Objective :: Please reproduce every line of the rows below, requests included, scaling each coordinate in the results by 1.55 and rounding to the nearest whole number, with halves going up. Leave the requests themselves unchanged.

··· Dataset records

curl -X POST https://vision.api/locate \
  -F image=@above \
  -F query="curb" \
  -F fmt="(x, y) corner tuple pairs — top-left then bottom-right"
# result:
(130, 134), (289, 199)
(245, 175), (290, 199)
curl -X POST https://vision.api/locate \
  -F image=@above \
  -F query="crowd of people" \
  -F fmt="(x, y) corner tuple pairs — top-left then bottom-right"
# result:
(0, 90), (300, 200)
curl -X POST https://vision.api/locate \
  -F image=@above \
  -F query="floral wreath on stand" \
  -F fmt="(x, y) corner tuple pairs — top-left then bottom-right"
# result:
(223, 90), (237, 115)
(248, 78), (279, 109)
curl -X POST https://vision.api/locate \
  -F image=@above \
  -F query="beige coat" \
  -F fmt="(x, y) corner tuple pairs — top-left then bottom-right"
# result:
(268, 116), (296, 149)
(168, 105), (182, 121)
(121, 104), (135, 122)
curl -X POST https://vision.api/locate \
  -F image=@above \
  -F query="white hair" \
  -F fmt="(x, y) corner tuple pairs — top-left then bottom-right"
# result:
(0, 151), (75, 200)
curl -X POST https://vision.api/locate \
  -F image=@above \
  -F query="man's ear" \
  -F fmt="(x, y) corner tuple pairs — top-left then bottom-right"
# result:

······

Written answer ::
curl -X POST https://vision.api/locate \
  -F image=@above \
  -F query="curb" \
  -F fmt="(x, y) corner tuple pairs — top-left then bottom-right"
# result:
(202, 208), (448, 308)
(380, 271), (450, 308)
curl -X POST https://vision.api/locate \
  -F image=@above \
  -F query="crowd of people" \
  -F fmt="(x, y) corner tuple pairs — top-left then bottom-right"
# result:
(0, 140), (465, 310)
curl -X POST https://vision.api/locate \
  -F image=@above \
  -F query="floral wreath on stand" \
  -F fmt="(x, y) corner tuple pairs — top-left then bottom-right"
# result:
(346, 140), (367, 178)
(384, 121), (432, 169)
curl -X POST https://vision.api/locate \
  -F image=@above \
  -F query="beige coat" \
  -F fmt="(x, y) corner tuple pairs — top-left then bottom-right"
# result:
(415, 180), (459, 231)
(260, 163), (282, 188)
(188, 161), (209, 189)
curl -X POST https://vision.api/locate \
  -F image=@above \
  -F query="white hair" \
  -F fmt="(x, y) corner tuple pairs — top-left then bottom-right"
# result:
(0, 234), (116, 310)
curl -X POST https://vision.api/locate \
  -F image=@above \
  -F query="man's ear" \
  -F fmt="(x, y) corner tuple pairs — top-left then bottom-right"
# result:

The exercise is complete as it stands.